(WHAT THIS TASK INVOLVES)
In the news item about children and violent TV, what gene variation was linked to more violent media use?

**** EXCERPT PROVIDED ****

Some kids genetically prone to watch more violent TV, scientists say
(UPI Science News Via Acquire Media NewsEdge) Lack of supervision and access to violent entertainment aren't the only reasons why some kids consume more violent media -- television shows and video games -- than others. A gene variation that affects serotonin transportation also plays a role, scientists say.
Dutch researchers at the University of Amsterdam's School of Communication and Research Erasmus University Medical Centre in Rotterdam first analyzed media consumption survey data provided by the parents of 1,612 children ages 5-9. Next, they collected DNA samples and looked for correlations.
They found that a certain variation of the serotonin-transporter gene was linked with a higher rate of violent TV viewing and violent video game playing.
"Our results indicate that children's violent media use is partly influenced by genetic factors," said researcher Sanne Nikkelen. "This could mean that children with this gene variant are more likely to seek out stimulating activities, such as violent television viewing and video game playing."
The researchers acknowledged that genetics are never operating in isolation, but are simply one component of a range of biological and environmental factors that effect human behaviors -- like levels of violent media consumption.
Previous research has shown that the overall amount of media consumption is influenced by genetics. But this study is one of the first to look at specific gene variations and how they relate to certain kinds of media consumption. The research is part of a larger effort to draw connections between hereditary traits, violent media, and ADHD-related behaviors.
Conclusive results in this broader quest have been limited. Still, researchers were encouraged by their findings.
"It is important to study the relationship between media use and ADHD-related behaviors because children who show increased ADHD-related behaviors often face peer and academic difficulties and are at increased risk for substance abuse," explained Nikkelen. "Examining factors that may contribute to the development of these behaviors is essential."
Details of the study were recently published in the Journal of Communication.

**** RECORDS SHOWN ****

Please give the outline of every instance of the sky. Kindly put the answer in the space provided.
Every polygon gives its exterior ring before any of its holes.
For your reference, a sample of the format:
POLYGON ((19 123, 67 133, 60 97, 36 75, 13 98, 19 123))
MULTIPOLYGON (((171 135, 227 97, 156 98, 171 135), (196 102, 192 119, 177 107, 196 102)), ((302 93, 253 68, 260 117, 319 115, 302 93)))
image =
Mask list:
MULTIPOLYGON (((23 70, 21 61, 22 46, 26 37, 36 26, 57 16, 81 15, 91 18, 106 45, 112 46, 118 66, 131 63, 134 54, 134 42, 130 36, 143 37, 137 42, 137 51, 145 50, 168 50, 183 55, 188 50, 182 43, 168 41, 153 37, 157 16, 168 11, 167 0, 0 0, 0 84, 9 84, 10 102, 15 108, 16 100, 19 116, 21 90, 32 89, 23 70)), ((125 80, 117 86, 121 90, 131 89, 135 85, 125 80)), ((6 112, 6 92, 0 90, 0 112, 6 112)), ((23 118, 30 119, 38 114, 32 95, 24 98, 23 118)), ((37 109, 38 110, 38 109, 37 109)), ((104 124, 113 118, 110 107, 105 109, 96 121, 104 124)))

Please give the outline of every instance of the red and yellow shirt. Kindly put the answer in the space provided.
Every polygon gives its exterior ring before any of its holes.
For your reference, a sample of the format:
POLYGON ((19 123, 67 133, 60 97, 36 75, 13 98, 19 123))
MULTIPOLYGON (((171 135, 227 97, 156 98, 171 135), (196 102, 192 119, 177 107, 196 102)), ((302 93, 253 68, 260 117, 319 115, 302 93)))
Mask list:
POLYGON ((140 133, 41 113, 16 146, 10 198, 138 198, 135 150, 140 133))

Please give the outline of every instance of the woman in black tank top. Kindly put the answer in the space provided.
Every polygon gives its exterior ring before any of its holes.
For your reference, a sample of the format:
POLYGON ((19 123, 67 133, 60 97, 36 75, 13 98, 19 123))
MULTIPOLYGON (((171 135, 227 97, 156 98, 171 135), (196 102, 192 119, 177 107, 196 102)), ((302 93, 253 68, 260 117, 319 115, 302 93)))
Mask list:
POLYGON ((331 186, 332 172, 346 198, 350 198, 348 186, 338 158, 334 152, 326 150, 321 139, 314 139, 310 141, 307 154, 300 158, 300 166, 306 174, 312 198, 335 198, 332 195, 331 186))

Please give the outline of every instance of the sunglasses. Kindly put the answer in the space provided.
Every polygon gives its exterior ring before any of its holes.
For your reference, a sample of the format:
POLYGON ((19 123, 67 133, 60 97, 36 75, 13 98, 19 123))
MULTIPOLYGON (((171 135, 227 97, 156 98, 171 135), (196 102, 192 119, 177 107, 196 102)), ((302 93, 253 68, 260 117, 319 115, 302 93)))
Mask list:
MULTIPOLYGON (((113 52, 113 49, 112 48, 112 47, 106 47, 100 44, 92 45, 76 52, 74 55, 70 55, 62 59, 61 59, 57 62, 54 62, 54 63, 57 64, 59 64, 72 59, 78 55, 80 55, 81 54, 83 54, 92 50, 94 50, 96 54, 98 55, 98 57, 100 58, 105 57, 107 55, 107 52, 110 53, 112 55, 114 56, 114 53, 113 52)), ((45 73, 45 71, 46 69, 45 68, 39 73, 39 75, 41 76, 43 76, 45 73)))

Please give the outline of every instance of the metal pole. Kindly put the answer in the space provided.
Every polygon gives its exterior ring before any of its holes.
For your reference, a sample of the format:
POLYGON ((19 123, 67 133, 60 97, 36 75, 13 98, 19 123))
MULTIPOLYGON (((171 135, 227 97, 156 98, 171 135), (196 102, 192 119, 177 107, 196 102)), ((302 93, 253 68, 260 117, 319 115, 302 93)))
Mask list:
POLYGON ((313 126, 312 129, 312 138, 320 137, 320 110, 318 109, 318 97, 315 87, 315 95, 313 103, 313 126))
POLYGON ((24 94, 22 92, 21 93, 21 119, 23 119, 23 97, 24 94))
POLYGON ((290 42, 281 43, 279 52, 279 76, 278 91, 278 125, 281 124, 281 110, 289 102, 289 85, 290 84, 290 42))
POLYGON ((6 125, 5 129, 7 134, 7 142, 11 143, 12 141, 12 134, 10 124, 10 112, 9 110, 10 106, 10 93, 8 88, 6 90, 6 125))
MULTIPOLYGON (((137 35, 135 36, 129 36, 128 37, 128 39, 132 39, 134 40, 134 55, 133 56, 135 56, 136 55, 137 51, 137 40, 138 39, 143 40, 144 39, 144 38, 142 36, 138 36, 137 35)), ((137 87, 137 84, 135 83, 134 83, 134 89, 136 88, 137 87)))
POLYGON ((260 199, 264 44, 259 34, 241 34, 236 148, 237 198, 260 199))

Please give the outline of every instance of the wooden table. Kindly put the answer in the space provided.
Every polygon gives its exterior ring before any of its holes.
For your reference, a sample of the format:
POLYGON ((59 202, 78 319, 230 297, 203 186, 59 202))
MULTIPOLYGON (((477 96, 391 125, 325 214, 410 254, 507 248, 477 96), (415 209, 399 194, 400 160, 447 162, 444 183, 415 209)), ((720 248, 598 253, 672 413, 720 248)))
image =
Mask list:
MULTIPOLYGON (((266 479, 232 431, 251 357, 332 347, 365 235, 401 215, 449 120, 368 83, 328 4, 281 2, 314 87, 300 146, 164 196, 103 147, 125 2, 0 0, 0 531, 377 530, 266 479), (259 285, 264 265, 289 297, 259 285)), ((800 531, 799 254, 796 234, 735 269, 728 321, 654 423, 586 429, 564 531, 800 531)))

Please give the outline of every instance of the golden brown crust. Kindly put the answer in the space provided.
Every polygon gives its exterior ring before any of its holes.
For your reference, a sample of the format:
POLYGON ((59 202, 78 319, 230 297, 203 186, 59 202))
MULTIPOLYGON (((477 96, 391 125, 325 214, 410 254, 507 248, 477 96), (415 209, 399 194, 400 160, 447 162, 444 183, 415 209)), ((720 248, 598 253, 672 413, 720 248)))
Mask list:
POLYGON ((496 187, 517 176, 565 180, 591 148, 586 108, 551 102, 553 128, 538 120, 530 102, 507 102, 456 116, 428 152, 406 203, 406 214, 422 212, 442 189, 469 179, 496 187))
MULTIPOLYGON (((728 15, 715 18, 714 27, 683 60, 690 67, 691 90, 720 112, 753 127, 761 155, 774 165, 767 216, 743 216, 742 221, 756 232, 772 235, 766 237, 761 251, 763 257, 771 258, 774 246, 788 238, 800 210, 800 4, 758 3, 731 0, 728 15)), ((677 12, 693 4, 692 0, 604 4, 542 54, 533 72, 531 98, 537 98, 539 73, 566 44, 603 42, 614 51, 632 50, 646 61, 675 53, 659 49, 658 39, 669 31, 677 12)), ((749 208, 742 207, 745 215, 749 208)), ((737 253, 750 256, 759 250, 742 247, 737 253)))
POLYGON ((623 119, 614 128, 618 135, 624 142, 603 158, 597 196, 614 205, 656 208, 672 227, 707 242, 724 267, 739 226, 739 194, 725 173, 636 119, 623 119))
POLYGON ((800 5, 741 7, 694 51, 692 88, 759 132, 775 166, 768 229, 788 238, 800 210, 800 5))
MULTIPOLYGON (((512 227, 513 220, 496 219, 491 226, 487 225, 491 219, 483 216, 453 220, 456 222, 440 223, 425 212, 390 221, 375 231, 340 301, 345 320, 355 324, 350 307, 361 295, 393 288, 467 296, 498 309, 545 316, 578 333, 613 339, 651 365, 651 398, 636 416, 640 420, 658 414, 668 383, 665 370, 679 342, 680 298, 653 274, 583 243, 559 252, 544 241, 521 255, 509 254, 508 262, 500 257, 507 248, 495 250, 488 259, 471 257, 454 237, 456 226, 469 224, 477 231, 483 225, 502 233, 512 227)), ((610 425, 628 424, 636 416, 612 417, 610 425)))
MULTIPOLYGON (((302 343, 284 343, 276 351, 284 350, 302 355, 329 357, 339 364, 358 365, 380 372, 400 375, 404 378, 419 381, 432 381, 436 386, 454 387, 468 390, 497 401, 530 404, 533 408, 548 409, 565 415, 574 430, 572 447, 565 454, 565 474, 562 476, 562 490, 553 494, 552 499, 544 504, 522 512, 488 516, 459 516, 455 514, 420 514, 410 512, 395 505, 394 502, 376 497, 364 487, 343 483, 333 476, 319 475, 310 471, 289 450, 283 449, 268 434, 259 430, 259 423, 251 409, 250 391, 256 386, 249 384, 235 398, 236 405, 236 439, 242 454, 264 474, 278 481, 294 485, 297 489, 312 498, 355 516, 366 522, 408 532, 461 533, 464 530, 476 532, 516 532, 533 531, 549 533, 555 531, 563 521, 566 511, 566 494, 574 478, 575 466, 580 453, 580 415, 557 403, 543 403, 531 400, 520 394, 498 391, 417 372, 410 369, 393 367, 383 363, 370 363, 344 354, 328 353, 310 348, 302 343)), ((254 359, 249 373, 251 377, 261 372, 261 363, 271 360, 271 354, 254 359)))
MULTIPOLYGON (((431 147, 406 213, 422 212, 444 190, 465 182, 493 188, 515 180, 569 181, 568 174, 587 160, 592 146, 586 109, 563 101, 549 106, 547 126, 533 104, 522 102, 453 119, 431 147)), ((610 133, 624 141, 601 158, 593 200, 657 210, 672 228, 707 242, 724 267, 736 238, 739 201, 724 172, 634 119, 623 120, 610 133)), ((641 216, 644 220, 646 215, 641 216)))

****

(ANSWER)
A certain variation of the serotonin-transporter gene.